▶ **Action item**
Search the data below for the line containing "Expected: for every instance of the man's raised", then please set down that line and all remaining ones exactly as written.

-=-=-

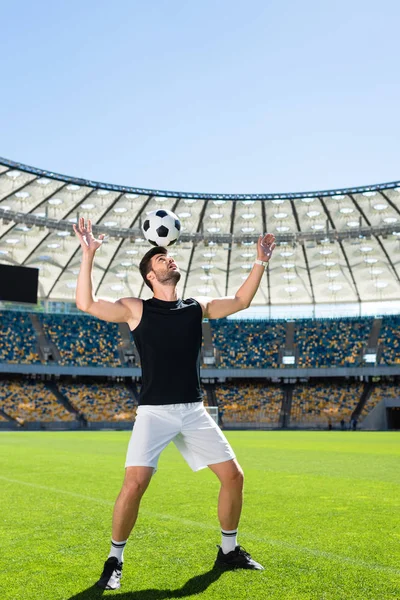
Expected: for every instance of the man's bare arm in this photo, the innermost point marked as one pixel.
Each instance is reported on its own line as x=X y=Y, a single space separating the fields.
x=122 y=310
x=216 y=308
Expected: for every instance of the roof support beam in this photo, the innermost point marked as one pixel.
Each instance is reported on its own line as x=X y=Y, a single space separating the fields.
x=61 y=273
x=137 y=218
x=392 y=267
x=265 y=229
x=203 y=210
x=296 y=217
x=228 y=264
x=328 y=216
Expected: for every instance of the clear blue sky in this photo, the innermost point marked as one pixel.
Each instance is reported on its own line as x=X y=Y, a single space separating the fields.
x=212 y=96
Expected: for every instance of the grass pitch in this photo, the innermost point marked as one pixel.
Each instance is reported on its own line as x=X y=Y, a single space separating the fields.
x=321 y=513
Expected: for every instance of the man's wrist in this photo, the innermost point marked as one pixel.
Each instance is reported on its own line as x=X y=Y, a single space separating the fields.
x=263 y=263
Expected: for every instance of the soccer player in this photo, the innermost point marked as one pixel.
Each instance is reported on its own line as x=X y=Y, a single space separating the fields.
x=167 y=332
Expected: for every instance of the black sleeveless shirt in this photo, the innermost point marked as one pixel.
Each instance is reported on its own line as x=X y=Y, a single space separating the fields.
x=168 y=339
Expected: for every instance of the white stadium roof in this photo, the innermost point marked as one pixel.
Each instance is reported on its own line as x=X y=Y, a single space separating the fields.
x=335 y=246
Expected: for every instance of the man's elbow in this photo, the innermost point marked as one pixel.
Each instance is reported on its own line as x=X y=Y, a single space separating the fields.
x=82 y=306
x=243 y=303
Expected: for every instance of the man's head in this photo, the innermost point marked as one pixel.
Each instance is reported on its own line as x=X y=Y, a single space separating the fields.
x=157 y=266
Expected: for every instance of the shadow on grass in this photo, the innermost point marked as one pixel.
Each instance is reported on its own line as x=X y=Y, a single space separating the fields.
x=193 y=586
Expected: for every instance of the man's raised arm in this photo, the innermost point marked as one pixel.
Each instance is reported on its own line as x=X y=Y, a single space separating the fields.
x=120 y=311
x=216 y=308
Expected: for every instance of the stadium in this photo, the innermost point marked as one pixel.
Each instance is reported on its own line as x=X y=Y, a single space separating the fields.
x=319 y=347
x=314 y=358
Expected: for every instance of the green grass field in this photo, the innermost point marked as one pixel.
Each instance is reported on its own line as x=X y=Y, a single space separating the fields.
x=321 y=513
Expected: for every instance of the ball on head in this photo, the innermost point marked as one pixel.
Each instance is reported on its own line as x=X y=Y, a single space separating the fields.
x=161 y=227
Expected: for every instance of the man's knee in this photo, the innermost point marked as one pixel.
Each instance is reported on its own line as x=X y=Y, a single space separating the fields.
x=136 y=482
x=229 y=473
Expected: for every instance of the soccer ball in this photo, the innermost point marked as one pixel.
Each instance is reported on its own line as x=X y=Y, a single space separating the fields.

-=-=-

▶ **Output below**
Expected: for every instance of the man's raised arm in this photo, the innermost point marked as one pixel.
Each instance is reported on its own line as x=X y=Y, a single space separating the fields.
x=120 y=311
x=216 y=308
Expected: for every instance of the stadium in this photo, the innermost point marked as one pixel.
Each instance is reported on its own line as x=X y=Y, a single space separating the fields.
x=319 y=347
x=314 y=358
Expected: for every instance of the green grass field in this photo, the innermost point marked as one pixel.
Each instance is reported on its own line as x=X y=Y, a single space separating the fields.
x=321 y=513
Expected: for every instance of the ball on head in this photo, the innermost point marked as one pixel.
Each instance is reported on its own line as x=X y=Y, a single space separating the fields.
x=161 y=227
Expected: for every instance of the man's knee in this photo, the innermost point marked as one pixel.
Each instance is reported on its own line as x=X y=Y, a single space separating the fields.
x=136 y=482
x=229 y=473
Expected: for every instance of the soccer ball in this photo, the innermost point marked as one pixel.
Each instance is reported on its own line as x=X y=Y, a single space separating the fields.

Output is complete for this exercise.